### Text:
* * * * * * *

What Is Perianal Adenoma in Dogs?

Perianal adenomas are a common type of tumor that occur in the perianal region (area around the anus). They often occur in the sebaceous glands (sweat glands) located in this region. These tumors may also be found on the prepuce (foreskin), base of the tail, and groin. Perianal adenomas are also referred to as hepatoid or circumanal adenomas. 

Perianal adenomas are relatively uncommon and non-cancerous. They pose the greatest risk to male dogs that are not neutered. Surgical removal of a male dog’s testicles (castration) is recommended because castration removes the influence of testosterone which typically stops the progression of this tumor. 

While most perianal bumps are benign, meaning the bumps are non-cancerous, there are some perianal bumps that are cancerous. Cancerous bumps are called perianal adenocarcinomas. If a mass is found in this region, it’s important to schedule an appointment with your veterinarian so a formal diagnosis can be determined.  

Causes of Perianal Adenoma in Dogs

The exact cause of perianal adenomas is unknown, but testosterone is thought to encourage excessive production of these cells. Male dogs that are not neutered are at the highest risk of developing perianal tumors, but these tumors can also be seen in spayed females. Female dogs that have not been spayed produce estrogen, which is thought to inhibit the growth of these tumors. 

Perianal adenomas have also been associated with hyperadrenocorticism (Cushing’s Disease), testosterone-producing adrenal tumors, and testicular tumors. 

These tumors are most commonly seen in breeds such as the Cocker Spaniel, Fox Terrier, and Siberian Husky.

* * * * * * *

### Data to examine:
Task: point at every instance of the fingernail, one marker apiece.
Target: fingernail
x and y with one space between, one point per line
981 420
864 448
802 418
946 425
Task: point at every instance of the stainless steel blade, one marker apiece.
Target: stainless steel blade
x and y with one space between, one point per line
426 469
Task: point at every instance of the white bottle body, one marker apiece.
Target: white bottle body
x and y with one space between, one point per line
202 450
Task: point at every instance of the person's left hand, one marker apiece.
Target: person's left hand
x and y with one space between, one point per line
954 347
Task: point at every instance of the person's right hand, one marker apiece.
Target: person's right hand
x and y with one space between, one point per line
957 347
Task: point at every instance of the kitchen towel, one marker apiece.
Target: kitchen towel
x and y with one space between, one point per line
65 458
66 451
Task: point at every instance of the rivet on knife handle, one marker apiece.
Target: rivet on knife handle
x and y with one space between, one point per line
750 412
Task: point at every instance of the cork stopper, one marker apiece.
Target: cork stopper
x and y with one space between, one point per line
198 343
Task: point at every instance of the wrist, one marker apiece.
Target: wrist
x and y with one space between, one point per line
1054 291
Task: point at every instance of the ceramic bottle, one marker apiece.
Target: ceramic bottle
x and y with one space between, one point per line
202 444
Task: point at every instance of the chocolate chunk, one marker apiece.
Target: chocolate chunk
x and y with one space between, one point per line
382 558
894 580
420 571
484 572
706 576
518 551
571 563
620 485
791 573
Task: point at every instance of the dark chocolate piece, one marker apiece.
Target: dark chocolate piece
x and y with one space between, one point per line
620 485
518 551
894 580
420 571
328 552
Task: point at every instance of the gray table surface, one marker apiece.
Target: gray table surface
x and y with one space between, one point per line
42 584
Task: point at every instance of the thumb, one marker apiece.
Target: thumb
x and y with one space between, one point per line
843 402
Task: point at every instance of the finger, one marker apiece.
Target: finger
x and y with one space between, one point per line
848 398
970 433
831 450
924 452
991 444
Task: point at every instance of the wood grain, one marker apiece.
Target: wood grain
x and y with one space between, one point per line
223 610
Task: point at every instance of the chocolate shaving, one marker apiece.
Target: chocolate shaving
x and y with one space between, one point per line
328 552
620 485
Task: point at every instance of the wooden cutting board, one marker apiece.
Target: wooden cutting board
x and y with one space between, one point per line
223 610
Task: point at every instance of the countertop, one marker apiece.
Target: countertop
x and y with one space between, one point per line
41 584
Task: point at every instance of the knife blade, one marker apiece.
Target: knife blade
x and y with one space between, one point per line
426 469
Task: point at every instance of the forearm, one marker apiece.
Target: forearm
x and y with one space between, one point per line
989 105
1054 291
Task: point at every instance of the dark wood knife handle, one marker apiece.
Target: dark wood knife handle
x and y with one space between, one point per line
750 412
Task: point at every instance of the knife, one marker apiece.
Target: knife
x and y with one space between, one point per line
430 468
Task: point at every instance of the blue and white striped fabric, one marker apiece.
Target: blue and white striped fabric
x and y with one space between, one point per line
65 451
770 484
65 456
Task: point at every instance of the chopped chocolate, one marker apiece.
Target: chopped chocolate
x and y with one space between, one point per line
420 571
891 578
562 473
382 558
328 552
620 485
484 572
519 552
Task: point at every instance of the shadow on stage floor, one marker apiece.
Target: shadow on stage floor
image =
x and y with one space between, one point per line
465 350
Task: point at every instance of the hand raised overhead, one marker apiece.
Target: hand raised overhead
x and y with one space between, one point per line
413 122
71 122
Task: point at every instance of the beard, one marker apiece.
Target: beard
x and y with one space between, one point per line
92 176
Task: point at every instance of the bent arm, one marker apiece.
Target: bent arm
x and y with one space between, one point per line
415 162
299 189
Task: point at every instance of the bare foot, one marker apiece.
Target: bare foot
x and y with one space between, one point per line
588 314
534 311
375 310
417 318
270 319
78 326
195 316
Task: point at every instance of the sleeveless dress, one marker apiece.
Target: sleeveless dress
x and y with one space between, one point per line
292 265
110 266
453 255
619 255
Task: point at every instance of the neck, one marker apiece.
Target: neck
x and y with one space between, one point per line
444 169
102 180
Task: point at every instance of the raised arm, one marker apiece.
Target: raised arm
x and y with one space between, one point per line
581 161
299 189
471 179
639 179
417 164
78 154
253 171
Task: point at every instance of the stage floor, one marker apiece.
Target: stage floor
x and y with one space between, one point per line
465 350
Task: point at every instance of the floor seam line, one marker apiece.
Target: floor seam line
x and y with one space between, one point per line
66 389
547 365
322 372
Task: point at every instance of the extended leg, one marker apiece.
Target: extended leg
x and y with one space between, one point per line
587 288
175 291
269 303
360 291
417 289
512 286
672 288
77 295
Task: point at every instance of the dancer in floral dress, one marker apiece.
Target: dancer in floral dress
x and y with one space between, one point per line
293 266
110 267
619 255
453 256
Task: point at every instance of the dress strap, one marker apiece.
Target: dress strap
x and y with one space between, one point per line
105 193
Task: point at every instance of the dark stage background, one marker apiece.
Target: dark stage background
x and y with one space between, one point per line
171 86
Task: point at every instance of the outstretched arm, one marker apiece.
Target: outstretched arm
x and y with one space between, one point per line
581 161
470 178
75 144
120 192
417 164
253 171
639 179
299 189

* * * * * * *

### Task list:
- A) According to the perianal adenoma text, which hormone produced by female dogs that have not been spayed is thought to inhibit the growth of these tumors?
- B) Write the next part of the perianal adenoma text, picking up after its final sentence.

### Answer set:
- A) Estrogen.

- B)
Symptoms of Perianal Adenoma in Dogs

Perianal adenomas are typically pink, hairless, slow-growing tumors located around the anus, prepuce, or under the tail. They are usually less than one inch in diameter and can become ulcerated (when skin breaks) or infected. Perianal adenomas can look similar to cancerous tumors when viewed by the naked eye, however perianal adenomas are benign tumors.   

Some types of perianal adenomas become locally invasive. A surgical biopsy is recommended to confirm the type of tumor and determine the best treatment course.

How Vets Diagnose Perianal Adenoma in Dogs

A biopsy and histopathology are typically the diagnostics of choice for this type of tumor. A biopsy is a common procedure to collect a sample of tissue from the affected area. Histopathology examines the collected sample to determine the type of tumor and to make a formal diagnosis.

Treatment of Perianal Adenoma in Dogs

For small, non-ulcerated perianal adenomas (tumors where the skin is not broken), the recommended treatment is castration or surgical removal of the male dog’s testicles to prevent progression.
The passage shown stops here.